Object position labeling entries:
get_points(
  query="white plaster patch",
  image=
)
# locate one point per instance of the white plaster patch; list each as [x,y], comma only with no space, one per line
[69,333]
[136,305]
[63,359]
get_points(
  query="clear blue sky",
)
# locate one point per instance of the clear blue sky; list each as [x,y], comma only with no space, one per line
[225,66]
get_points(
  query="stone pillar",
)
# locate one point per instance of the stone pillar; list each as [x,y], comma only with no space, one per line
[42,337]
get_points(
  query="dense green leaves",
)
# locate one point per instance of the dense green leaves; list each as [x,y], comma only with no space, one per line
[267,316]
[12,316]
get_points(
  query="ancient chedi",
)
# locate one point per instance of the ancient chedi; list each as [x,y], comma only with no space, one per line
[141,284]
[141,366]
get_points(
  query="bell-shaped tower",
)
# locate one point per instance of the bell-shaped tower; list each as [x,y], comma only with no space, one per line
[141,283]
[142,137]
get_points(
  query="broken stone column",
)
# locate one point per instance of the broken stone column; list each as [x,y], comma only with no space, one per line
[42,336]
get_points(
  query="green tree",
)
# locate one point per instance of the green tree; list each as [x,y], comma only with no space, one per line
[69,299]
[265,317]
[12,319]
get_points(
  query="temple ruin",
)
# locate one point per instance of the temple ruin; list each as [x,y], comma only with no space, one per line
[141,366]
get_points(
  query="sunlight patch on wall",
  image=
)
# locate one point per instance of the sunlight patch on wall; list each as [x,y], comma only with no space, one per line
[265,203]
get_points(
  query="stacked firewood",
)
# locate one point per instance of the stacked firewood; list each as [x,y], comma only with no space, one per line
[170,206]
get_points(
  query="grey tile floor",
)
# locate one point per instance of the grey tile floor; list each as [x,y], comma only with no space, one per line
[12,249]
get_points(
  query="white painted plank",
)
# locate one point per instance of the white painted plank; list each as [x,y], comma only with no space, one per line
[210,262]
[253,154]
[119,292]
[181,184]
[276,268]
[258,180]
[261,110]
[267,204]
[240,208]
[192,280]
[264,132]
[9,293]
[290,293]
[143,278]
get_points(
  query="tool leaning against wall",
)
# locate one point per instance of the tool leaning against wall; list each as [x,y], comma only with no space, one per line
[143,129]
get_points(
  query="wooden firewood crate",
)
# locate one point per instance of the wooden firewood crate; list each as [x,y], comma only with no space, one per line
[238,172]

Your goal
Write out the entries above once more, without altering anything.

Finished task
get_points(
  query="white plaster patch",
  image=
)
# locate one point per instance of the white plaster patch; list each as [x,y], comma only with no space, one per line
[69,333]
[136,305]
[63,359]
get_points(
  query="clear blue sky",
)
# locate one point per instance of the clear blue sky; list each as [x,y], comma only with no space, one per line
[225,66]
get_points(
  query="stone pillar",
)
# locate one point per instance of the stone pillar; list each as [x,y], comma only with no space, one per line
[42,337]
get_points(
  query="dense green leaves",
)
# locate one point per instance of the dense green leaves; list each as [x,y], comma only with no space, one per line
[267,316]
[12,316]
get_points(
  query="ancient chedi",
)
# locate one point per instance of the ancient chedi; list each as [x,y], comma only with no space, one per line
[141,284]
[141,366]
get_points(
  query="bell-shaped tower",
)
# locate one point per instance of the bell-shaped tower; list each as [x,y], comma only with no space, one per line
[141,283]
[142,137]
get_points(
  query="broken stone column",
)
# locate one point per instance of the broken stone column; list each as [x,y], comma only with no space, one per line
[42,336]
get_points(
  query="green tree",
)
# locate one point per instance of the green tree; list each as [x,y], comma only with no space, one per line
[69,299]
[265,317]
[12,319]
get_points(
  query="temple ruin",
)
# locate one point per instance of the temple ruin; list each as [x,y], comma only with no space, one per line
[141,366]
get_points(
  query="sunlight patch on wall",
  image=
)
# locate one point per instance of the sunlight patch on wall; list each as [x,y], comma only with no space, one per line
[265,203]
get_points(
  query="stacked firewood",
)
# locate one point per instance of the stacked firewood; list each as [x,y], comma only with no space, one per line
[170,206]
get_points(
  query="grey tile floor",
)
# locate one point per instance of the grey tile floor; list each as [x,y], comma only with no space, one per line
[12,249]
get_points(
  query="white painted plank",
)
# locate one point per instance of the white painted plank; list each as [x,y], comma only with no space, one per line
[210,262]
[253,154]
[119,292]
[181,184]
[276,268]
[258,180]
[261,110]
[267,204]
[240,208]
[192,280]
[264,132]
[9,293]
[290,293]
[143,278]
get_points(
  query="tool leaning against wall",
)
# locate one point per instance of the tool leaning against wall; list each as [x,y], comma only with no space, one per line
[143,129]
get_points(
  query="wooden firewood crate",
)
# locate one point per instance of the wooden firewood crate; list each as [x,y], comma only with no space, one per line
[238,172]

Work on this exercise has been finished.